== ACTION ITEM ==
Each entry below is to be written out exactly, and the pictures are to be left out.

== MATERIAL TO PROCESS ==

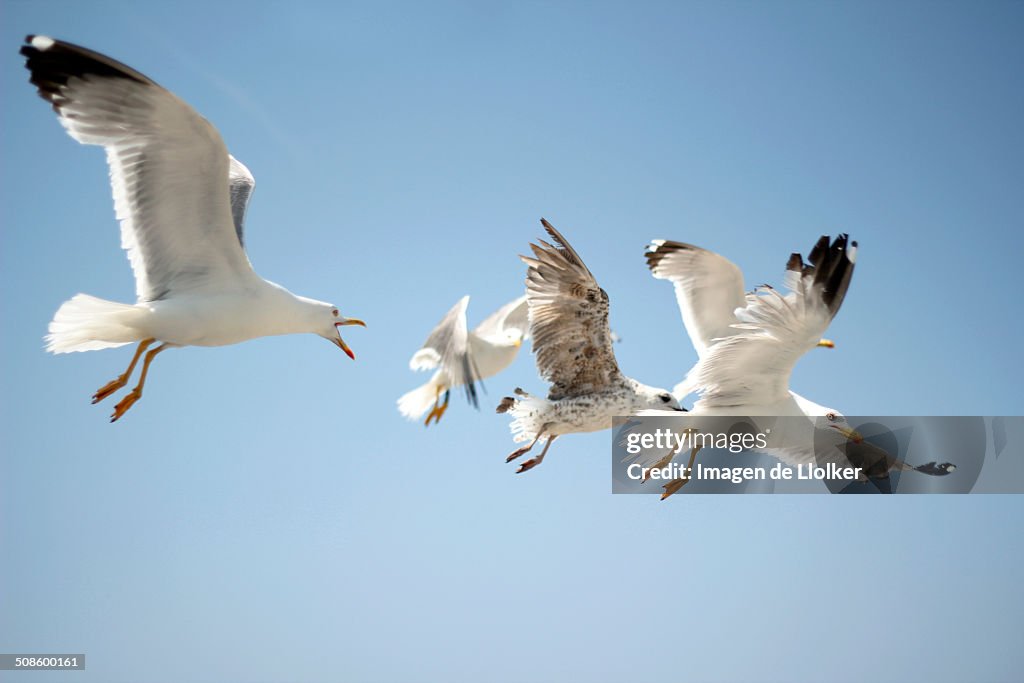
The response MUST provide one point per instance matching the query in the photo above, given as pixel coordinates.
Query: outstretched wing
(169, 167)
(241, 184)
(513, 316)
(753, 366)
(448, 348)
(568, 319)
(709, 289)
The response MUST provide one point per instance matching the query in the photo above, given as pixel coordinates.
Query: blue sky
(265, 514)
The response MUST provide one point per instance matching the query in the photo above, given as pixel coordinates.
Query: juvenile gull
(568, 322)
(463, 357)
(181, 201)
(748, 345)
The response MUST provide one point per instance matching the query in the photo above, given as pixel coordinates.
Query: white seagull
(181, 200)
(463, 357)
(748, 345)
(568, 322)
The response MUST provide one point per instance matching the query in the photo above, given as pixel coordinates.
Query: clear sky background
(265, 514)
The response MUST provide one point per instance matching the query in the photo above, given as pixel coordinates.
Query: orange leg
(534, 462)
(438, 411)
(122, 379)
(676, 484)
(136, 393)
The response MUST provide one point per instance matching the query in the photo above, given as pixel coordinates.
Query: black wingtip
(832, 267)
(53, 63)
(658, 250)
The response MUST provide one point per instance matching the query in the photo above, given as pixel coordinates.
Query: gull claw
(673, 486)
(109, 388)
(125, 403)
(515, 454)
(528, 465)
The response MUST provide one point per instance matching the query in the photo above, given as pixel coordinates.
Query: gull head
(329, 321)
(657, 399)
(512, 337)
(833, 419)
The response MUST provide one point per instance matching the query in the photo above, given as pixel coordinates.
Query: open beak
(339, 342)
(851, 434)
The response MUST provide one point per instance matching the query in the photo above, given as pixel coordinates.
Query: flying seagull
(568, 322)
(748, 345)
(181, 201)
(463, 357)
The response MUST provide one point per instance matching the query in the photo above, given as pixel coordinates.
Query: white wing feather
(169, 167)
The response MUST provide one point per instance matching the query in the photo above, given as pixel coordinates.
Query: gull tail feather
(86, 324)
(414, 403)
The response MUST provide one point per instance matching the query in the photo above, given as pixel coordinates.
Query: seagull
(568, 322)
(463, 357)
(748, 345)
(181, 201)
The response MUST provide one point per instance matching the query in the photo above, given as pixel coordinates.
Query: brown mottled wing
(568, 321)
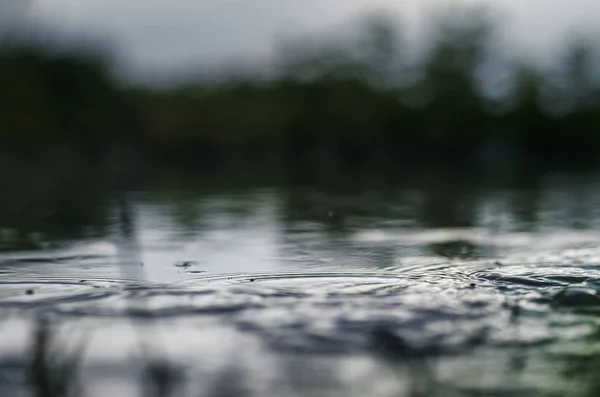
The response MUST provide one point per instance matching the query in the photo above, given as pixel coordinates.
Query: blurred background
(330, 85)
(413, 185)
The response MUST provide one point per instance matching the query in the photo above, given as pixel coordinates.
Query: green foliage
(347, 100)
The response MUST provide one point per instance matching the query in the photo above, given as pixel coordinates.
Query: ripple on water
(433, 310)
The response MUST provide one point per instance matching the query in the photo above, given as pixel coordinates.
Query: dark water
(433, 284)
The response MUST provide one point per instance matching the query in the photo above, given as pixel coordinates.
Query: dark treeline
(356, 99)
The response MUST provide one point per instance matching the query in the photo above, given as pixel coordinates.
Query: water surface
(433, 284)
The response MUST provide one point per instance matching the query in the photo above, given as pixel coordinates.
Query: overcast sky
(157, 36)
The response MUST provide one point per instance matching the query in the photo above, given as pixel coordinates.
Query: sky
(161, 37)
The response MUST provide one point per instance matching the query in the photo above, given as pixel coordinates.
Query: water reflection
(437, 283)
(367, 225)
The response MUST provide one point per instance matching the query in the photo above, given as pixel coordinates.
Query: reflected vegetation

== RESPONSE TO THE EXERCISE ==
The response MUST provide one point per instance matching the query in the photo above, given as pixel coordinates.
Query: outstretched wing
(169, 167)
(241, 184)
(513, 316)
(753, 366)
(448, 348)
(568, 319)
(709, 289)
The response MUST provide one point per instance matching the query in the photo above, given as pixel coordinates.
Query: blue sky
(265, 514)
The response MUST provide one point per instance matching the query in the photo above, given as pixel coordinates.
Query: juvenile gull
(568, 322)
(463, 357)
(181, 201)
(748, 345)
The response MUST provide one point per instance matching the query in the photo above, given as pixel coordinates.
Query: white seagull
(181, 200)
(463, 357)
(748, 345)
(568, 322)
The response MUST provide one point per instance matching the query in the photo above, given as pixel coordinates.
Query: clear sky background
(265, 514)
The response MUST provide one point per instance matching the query in the photo above, given as pixel coordinates.
Query: orange leg
(534, 462)
(438, 411)
(122, 379)
(676, 484)
(136, 393)
The response MUST provide one point per instance matching the query in the photo above, given as pixel coordinates.
Query: black wingtip
(832, 267)
(53, 63)
(658, 250)
The response MUST provide one point per instance matching the query in the photo above, given as pixel coordinates.
Query: gull claw
(673, 486)
(109, 388)
(125, 403)
(515, 454)
(528, 465)
The response MUST provide one point per instance matching the query in the photo above, given as pixel coordinates.
Query: gull head
(329, 321)
(657, 399)
(512, 337)
(833, 419)
The response MUST provide one point per instance matching the query in the photo above, given as pixel coordinates.
Query: open beak
(339, 342)
(851, 434)
The response MUST provide one point per instance matching the query in the photo above, given as pixel coordinates.
Query: flying seagull
(568, 322)
(748, 345)
(181, 201)
(463, 357)
The response MUST provide one point per instance matching the query in the photo above, given as pixel coordinates.
Query: white wing feather
(169, 167)
The response MUST provide one point per instance matching the query in the photo above, given as pixel coordinates.
Query: gull tail feather
(86, 324)
(414, 403)
The response MUST provide one point per instance matching the query in the photo above, given as pixel coordinates.
Query: seagull
(568, 322)
(463, 357)
(748, 345)
(181, 201)
The response MUST provide one point per instance matching the query in the photo above, given as pixel coordinates.
Query: brown mottled wing
(568, 321)
The response MUST provide one point per instance matching the query in the photo above, given as pixel coordinates.
Query: blurred background
(330, 85)
(413, 185)
The response MUST provide one point per instance matching the query in the photo above, given as pixel coordinates.
Query: green foliage
(347, 100)
The response MUST provide one point per instance matching the query in the photo above, given as pixel coordinates.
Query: ripple on water
(433, 310)
The response MUST provide one point per instance matching the query in the photo above, given as pixel coordinates.
Query: dark water
(433, 284)
The response MUST provide one point per instance matching the query in the photo above, given as pixel coordinates.
Query: dark treeline
(356, 99)
The response MUST provide one point per instance matching the query in the photo above, given as pixel coordinates.
Query: water surface
(433, 284)
The response MUST provide one point per instance matching the query in the photo above, given as pixel coordinates.
Query: overcast sky
(157, 36)
The response MUST provide one point per instance matching the query in the photo above, given as pixel coordinates.
Query: sky
(161, 37)
The response MUST provide one point per instance matching the query in the photo above, given as pixel coordinates.
Query: water reflection
(437, 283)
(367, 225)
The response MUST provide one point per instance matching the query in the photo above, given as pixel coordinates.
Query: reflected vegetation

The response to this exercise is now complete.